▼

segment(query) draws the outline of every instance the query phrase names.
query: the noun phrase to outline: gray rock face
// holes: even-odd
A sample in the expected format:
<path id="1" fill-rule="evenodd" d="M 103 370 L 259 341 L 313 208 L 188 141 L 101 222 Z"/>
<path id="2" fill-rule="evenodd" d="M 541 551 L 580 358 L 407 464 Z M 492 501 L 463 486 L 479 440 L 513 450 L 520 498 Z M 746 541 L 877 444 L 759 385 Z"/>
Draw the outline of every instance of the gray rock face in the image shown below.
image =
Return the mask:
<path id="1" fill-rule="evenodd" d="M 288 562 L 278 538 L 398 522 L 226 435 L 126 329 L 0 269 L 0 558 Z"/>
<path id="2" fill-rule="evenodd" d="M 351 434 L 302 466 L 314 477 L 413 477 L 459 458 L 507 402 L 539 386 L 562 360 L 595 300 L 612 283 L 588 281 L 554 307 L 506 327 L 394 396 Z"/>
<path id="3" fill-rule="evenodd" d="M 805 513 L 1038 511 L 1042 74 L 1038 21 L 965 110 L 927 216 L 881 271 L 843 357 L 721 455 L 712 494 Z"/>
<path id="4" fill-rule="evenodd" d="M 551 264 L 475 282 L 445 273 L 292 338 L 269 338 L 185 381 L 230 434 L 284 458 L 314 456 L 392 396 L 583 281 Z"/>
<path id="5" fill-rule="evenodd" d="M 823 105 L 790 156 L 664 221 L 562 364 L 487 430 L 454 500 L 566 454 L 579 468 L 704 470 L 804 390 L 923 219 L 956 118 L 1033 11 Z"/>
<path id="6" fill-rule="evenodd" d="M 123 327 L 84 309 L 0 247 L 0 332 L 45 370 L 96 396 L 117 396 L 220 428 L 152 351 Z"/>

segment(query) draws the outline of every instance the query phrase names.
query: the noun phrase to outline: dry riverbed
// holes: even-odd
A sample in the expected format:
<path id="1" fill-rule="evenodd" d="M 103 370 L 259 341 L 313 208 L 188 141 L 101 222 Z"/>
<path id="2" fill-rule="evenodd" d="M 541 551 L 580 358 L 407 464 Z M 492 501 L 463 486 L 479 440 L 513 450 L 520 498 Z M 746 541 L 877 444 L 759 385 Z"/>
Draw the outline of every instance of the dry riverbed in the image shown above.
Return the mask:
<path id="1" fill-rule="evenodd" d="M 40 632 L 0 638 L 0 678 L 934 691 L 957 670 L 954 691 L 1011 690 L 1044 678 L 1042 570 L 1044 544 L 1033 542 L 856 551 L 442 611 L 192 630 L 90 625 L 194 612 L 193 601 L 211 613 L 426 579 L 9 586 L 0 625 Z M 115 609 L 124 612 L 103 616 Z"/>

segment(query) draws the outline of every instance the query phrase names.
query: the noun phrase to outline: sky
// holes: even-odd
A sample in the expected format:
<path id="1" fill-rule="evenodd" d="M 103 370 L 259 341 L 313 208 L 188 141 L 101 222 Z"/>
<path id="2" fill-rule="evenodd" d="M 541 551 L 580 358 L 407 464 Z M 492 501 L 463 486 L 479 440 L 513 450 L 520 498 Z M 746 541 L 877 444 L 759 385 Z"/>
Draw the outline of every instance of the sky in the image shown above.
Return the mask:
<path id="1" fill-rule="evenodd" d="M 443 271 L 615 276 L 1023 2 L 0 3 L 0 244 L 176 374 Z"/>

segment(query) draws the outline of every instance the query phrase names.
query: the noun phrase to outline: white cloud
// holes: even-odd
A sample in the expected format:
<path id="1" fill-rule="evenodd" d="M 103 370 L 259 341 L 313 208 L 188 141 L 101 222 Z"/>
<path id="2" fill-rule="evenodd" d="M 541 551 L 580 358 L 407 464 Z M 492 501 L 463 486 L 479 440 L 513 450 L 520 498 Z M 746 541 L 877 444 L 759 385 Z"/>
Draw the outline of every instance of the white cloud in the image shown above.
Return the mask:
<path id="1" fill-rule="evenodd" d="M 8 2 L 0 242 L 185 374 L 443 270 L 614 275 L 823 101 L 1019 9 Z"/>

▲

Given problem
Filter the entries above and copy every line that contains the string "face". Matching is case-sensitive.

Result of this task
query: the noun phrase to outline: gray rock face
Draw the outline of every instance of the gray rock face in the image shown below.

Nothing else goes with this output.